_Tasks_
• A. Reproduce the stretch of the peer review excerpt from "Reviewer #4: 4." through "to this conclusion.".
• B. Continue the peer review excerpt from the point where it stops.

_Document extract_
········

The Authors: We added the following sentence to clarify this issue:
- 383-85: we showed that the response options: “Sometimes true or somewhat true” and “Very true and often true” had higher difficulty. It was indicated by the high difficulty parameters (b2-b3) for the LPFS-BF 2.0 items (see table 2)
Reviewer #4: 4. The Authors wrote, "We also noticed that the cutoffs developed for the LPFS-BF 2.0 were positively associated with individuals' actual intentions to undertake psychotherapy" [Page 9, L342-343]. It might be good to review the evidence from the study findings that led to this conclusion.
The Authors: We added the following sentences to clarify it:
- 458-461: We also noticed that the cut-offs developed for the LPFS-BF 2.0 were positively associated with individuals’ actual intentions to undertake psychotherapy. Individuals classified as at risk of mild, moderate, or severe personality impairment reported higher frequency of psychotherapy seeking compared to those who were classified as “healthy”.

········

_Data shown_
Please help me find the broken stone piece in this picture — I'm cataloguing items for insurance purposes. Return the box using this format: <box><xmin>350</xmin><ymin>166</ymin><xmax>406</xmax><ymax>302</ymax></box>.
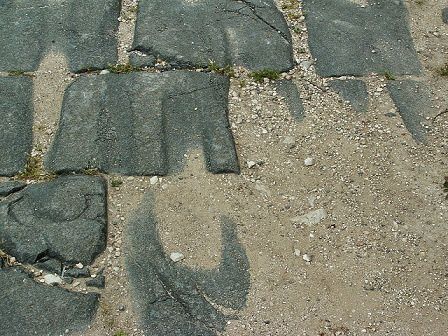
<box><xmin>0</xmin><ymin>175</ymin><xmax>107</xmax><ymax>264</ymax></box>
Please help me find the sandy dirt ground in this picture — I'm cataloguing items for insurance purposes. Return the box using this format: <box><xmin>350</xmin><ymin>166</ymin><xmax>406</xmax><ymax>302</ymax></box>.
<box><xmin>1</xmin><ymin>0</ymin><xmax>448</xmax><ymax>336</ymax></box>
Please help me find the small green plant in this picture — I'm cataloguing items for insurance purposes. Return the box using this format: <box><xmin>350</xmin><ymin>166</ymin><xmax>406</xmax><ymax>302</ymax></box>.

········

_Results for each task_
• A.
Reviewer #4: 4. The Authors wrote, "We also noticed that the cutoffs developed for the LPFS-BF 2.0 were positively associated with individuals' actual intentions to undertake psychotherapy" [Page 9, L342-343]. It might be good to review the evidence from the study findings that led to this conclusion.

• B.
Reviewer #4: 5. In studies related to the setting of cutoff scores, there is a strong opinion that emphasizes that the establishment of cutoff scores should also involve discussing the study results with experts to justify the resulting cutoff scores. To what extent does the The Author feel the procedure comprehensively determines patient classification?
The Authors: We added the following suggestion regarding the Reviewer’s observation:
- 549-551: However, the developed severity benchmarks should be previously consulted with experts in personality disorders diagnosis to further validate them. They should be cross-validated with clinician’s judgment based on in-depth diagnosis of personality pathology.
Reviewer #4: Overall
- References: This article includes some recent and relevant studies but is perhaps too dependent on Weekers et al. (2023). Perhaps including other international studies would provide richer descriptions/explanations/justifications.
The Authors: In the revised version we added about 30 new references. We rly strongly on Weekers et al (2023) because it was only study using IRT to establish cut-off scores for the LPFS-BF 2.0.
Reviewer #4: 2. Research Design: As the The Authors mention, the exclusion of the clinical population might restrict the use of these cutoff scores.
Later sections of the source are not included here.